:: What the task asks ::
Extract each record and reproduce it exactly.

:: Material for the task ::
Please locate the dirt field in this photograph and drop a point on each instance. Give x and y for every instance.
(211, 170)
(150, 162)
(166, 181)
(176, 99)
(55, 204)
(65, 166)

:: Task solution ::
Please locate the dirt field in this photograph and drop a point on each instance. Give x and y for every instance.
(211, 170)
(150, 162)
(166, 181)
(176, 99)
(55, 204)
(65, 166)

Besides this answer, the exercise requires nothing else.